**SET OF TASKS**
- a) Retype the part of the Vertica tuning thread between "AND compressions='none'" and "might take time.", inclusive.
- b) In the Vertica tuning thread, which columns does the query that reads from column_storage select?
- c) Carry on the Vertica tuning thread from its last line.

Options

Tuning plan

Hi Experts,

What is the tuning plan you follow in Vertica for fine tuning queries or database?

Comments

  • Options
    •  You have the queries ?

    -if yes use the admintools DBD with the incremental sql query feed.

     

    • Install Vertica Management Console and keep an eye on the Recomendations/Bottle necks.

     

    • Make sure your have statistics on all your column and they are not older then 7 days:

     

    with a as (
    SELECT
    table_schema,
    table_name,
    projection_column_name,
    encoding_type,
    statistics_type,
    statistics_updated_timestamp
    FROM
    projection_columns
    WHERE
    statistics_type = 'NONE'
    and statistics_updated_timestamp < getdate()-7
    ORDER BY
    statistics_updated_timestamp DESC
    )
    select distinct 'select analyze_statistics('''||table_schema||'.'||table_name||'.'||projection_column_name||''');'
    from a where table_name not in(select table_name from tables where is_temp_table ='true')

     

    • Check for encoding, unless you run DBD on the existing tables the base projections will be build with encoding auto.
    • SELECT DISTINCT
      anchor_table_schema,
      anchor_table_name,
      column_name,
      compressions,
      used_bytes,
      row_count
      FROM
      column_storage
      WHERE
      column_name IN
      (
      SELECT
      projection_column_name
      FROM
      projection_columns
      WHERE
      encoding_type='AUTO')
      AND compressions='none'
      ORDER BY
      used_bytes DESC

    - once you identify the tables with missing encoding run the 

    • select DESIGNER_DESIGN_PROJECTION_ENCODINGS ('schema','projection','deploy/don`t deploy');

    - carefull with this running it on big tables ! might take time.

**DATA ENTRIES**
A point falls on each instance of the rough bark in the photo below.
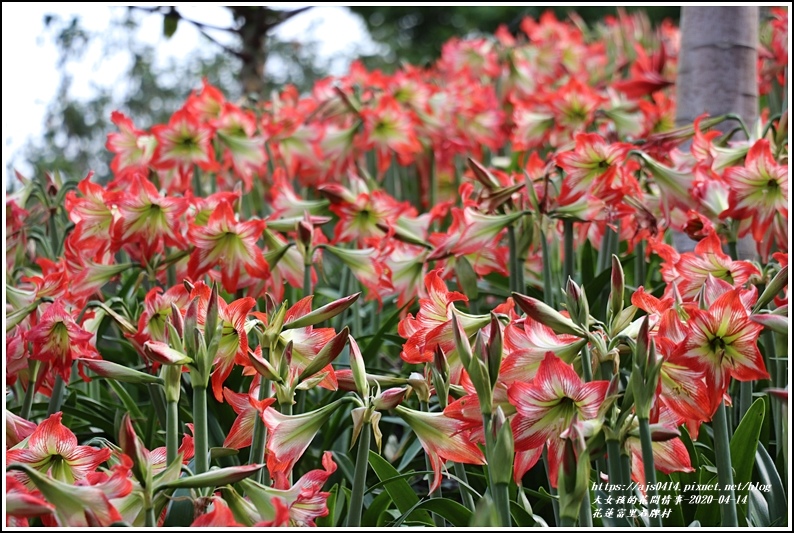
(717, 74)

* * *

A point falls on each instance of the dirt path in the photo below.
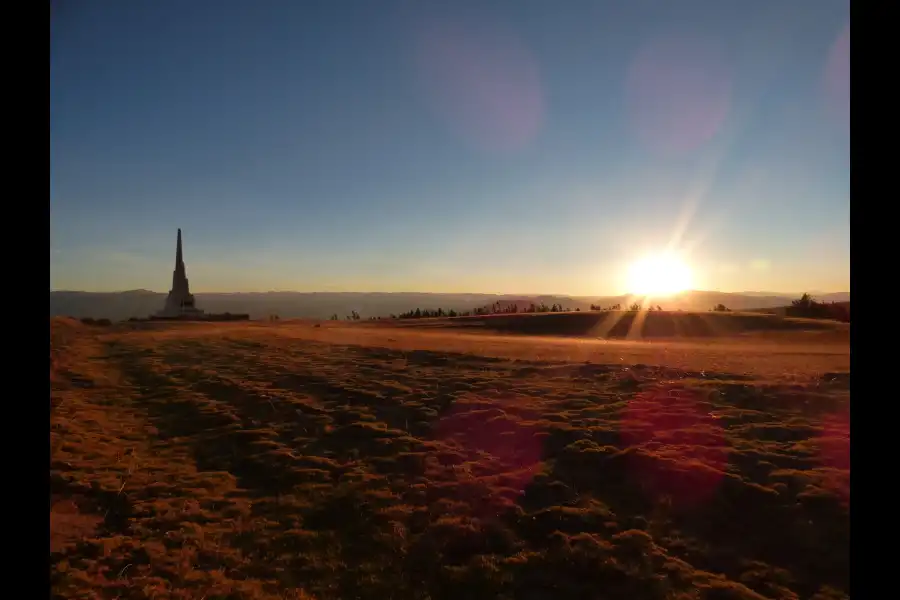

**ANSWERS**
- a)
AND compressions='none'
      ORDER BY
      used_bytes DESC

    - once you identify the tables with missing encoding run the 

    • select DESIGNER_DESIGN_PROJECTION_ENCODINGS ('schema','projection','deploy/don`t deploy');

    - carefull with this running it on big tables ! might take time.

- b)
anchor_table_schema
anchor_table_name
column_name
compressions
used_bytes
row_count

- c)
    • Run the WLA.i run it based on the last 7 days

     

     SELECT ANALYZE_WORKLOAD('', getdate()-7);

    - see the output and work around it based on the tunning_cost HIGH to LOW

     

     

    •   Make sure your Dimensions are dimensions and your Facts are facts ! many times i see dimensions with 200 million rows that are unsegemented.

     

    •   Look for partitition oppotunities to make use of partition pruning  and also for ease of loading/deleting/moving data from one table to another.

     

    • Load balance , don`t let all queryes hit only one node ! 

    - vertica comes with native load balancer (Round Robin) and also you need to setup you clients(obdc/jdbc) for that

     

    • Label your queries / force your develpers to label them, this way you can track them and find patters on yor db usage and also find bad developers :), that use * in all their execs :)

     

    • Enable data collector and manage the data that comes with it, is of great help.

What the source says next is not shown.